=== AVAILABLE RECORDS ===
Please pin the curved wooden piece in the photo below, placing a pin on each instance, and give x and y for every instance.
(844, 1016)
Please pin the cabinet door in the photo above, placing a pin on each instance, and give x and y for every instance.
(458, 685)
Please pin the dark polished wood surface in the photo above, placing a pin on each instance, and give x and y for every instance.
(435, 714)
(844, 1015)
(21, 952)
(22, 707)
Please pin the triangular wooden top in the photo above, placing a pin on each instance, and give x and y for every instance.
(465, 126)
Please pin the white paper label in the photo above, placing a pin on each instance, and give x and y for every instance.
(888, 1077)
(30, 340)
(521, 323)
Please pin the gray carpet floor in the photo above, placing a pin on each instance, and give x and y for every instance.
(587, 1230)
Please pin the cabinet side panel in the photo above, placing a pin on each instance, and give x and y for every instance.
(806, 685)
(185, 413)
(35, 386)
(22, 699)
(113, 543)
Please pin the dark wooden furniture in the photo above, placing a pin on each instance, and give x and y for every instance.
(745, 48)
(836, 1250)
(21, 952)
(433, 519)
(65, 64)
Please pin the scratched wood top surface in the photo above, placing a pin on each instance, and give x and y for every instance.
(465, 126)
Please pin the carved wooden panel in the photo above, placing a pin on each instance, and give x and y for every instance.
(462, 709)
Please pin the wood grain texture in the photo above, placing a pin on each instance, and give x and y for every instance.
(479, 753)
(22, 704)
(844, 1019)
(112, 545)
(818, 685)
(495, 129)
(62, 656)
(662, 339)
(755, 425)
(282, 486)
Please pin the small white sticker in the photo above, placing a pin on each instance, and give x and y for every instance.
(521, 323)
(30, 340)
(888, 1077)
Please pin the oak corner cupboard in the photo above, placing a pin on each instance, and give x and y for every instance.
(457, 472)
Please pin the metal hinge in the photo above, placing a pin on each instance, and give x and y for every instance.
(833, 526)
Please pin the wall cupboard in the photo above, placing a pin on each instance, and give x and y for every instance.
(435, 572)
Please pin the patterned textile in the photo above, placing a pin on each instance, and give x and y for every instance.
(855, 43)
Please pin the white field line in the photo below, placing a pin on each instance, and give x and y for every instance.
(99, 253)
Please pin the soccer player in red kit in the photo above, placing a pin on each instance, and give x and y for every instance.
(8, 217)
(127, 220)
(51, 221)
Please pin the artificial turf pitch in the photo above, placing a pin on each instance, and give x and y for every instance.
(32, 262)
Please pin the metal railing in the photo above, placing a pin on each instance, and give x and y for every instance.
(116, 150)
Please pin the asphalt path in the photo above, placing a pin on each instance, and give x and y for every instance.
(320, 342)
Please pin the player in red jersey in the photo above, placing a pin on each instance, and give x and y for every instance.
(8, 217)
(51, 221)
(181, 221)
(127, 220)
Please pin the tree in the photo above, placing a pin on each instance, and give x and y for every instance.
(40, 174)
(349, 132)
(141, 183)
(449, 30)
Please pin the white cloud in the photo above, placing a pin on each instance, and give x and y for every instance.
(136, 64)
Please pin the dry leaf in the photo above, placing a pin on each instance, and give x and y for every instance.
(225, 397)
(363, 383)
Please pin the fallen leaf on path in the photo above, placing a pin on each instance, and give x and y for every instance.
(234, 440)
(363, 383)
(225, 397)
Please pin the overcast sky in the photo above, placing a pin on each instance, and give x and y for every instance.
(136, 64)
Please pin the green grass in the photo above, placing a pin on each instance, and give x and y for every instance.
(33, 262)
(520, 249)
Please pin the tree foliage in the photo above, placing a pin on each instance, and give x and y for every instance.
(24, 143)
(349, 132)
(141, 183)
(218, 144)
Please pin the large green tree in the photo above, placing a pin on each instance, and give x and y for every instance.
===
*PROMPT*: Rewrite all the rows above, replacing "give x and y" with "state the x and y coordinates" and leaving everything else unchanged.

*RESULT*:
Please pin the curved wooden piece in the photo below, placing a pin on each instance, and state the x and y coordinates for every instance.
(844, 1016)
Please pin the cabinet door in the photo above, placing a pin on each instance, and state the x and y coordinates for every instance.
(458, 685)
Please pin the dark polished wood surface in the photo above, placing a pin on each instance, and state the x and y coordinates for every instance.
(435, 714)
(844, 1015)
(21, 952)
(22, 707)
Please pin the triangular wooden top in the photo above, placing a pin on each instance, and state the x and y coordinates for every instance.
(465, 126)
Please pin the white paper label in the photo above, placing a pin on each instance, and state the x and y coordinates for every instance.
(888, 1077)
(30, 340)
(521, 323)
Please pin the gray carpet floor in the photo above, placing a pin on each instance, and state the x and y coordinates for every instance.
(587, 1230)
Please pin the cabinet side panel in the photo above, placing a pin on each instance, and state the x and y coordinates for every instance.
(806, 685)
(185, 413)
(35, 386)
(22, 699)
(113, 543)
Please pin the dark wooden furniture in the photo above, placing a pin on each instance, and state the x and y coordinates for every instance.
(745, 48)
(836, 1250)
(21, 952)
(433, 519)
(65, 64)
Please pin the scratched wood top surface in the photo above, placing a pin on each instance, and state the x and y coordinates for every instance.
(465, 126)
Please pin the carved wooden panel in the photo above, placing a pin on each instance, and state the x and y coordinates for every instance.
(462, 709)
Please pin the wood grain texture in the photo above, placing a pin on each instance, and state the x and y coordinates for every instance.
(479, 753)
(22, 704)
(844, 1019)
(112, 545)
(818, 685)
(495, 129)
(62, 656)
(662, 339)
(755, 425)
(282, 486)
Please pin the small white sticker in the photo above, placing a pin on each instance, and state the x and y coordinates for every instance.
(521, 323)
(30, 340)
(888, 1077)
Please pin the oak corner cupboard in the photo above, placing a pin on each instance, and state the x and y coordinates for every instance.
(457, 472)
Please pin the metal hinge in the photo above, placing a pin on each instance, and state the x and y coordinates for every instance.
(833, 526)
Please pin the wall cupboard in the photo above, placing a pin on each instance, and state the x and y coordinates for every instance.
(435, 572)
Please pin the patterned textile in the photo above, placing a pin on each instance, and state the x and y coordinates for every instance.
(855, 43)
Please pin the white field line in the photo below, placing a pin on each instance, and state the x and y coordinates for every instance.
(99, 253)
Please pin the soccer player in red kit in the photo above, placing a pin on each instance, and state the x and y coordinates for every instance.
(8, 217)
(127, 220)
(51, 221)
Please pin the artificial turf pitch in the photo above, placing a pin on each instance, and state the x and y coordinates for every instance.
(32, 262)
Please pin the metal railing in the photo above, placing a pin on each instance, and state the x and y coordinates for every instance.
(116, 150)
Please pin the asphalt path in the photo above, placing a pin on each instance, and state the x and y coordinates for every instance.
(320, 342)
Please pin the player in red jersey in the photo above, placing a pin on each instance, and state the x and y coordinates for every instance.
(8, 217)
(51, 221)
(181, 221)
(127, 220)
Please pin the tree in the photo above, placing a pin on each instance, and state the x and y coordinates for every instance.
(40, 174)
(349, 132)
(141, 183)
(449, 30)
Please pin the white cloud in the photo above, placing a pin on each instance, and state the x and y coordinates for every instance.
(136, 64)
Please pin the dry leaf in the photo above, placing a pin on each instance, and state the x and y coordinates for every instance.
(225, 397)
(363, 383)
Please pin the fallen leaf on path in the photo above, placing a pin on each instance, and state the x and y coordinates for every instance.
(234, 440)
(363, 383)
(225, 397)
Please pin the overcast sky in the photo above, placing a pin on each instance, and state the x and y coordinates for every instance.
(136, 64)
Please pin the green grass in the photo above, placing a pin on each instance, and state the x and y coordinates for every instance.
(33, 262)
(520, 249)
Please pin the tree foliage in the photo above, placing a pin on each instance, and state the x and y coordinates for every instance.
(24, 143)
(349, 132)
(141, 183)
(218, 144)
Please pin the large green tree in the photo above, placing a pin on each instance, and state the x and y coordinates for every instance.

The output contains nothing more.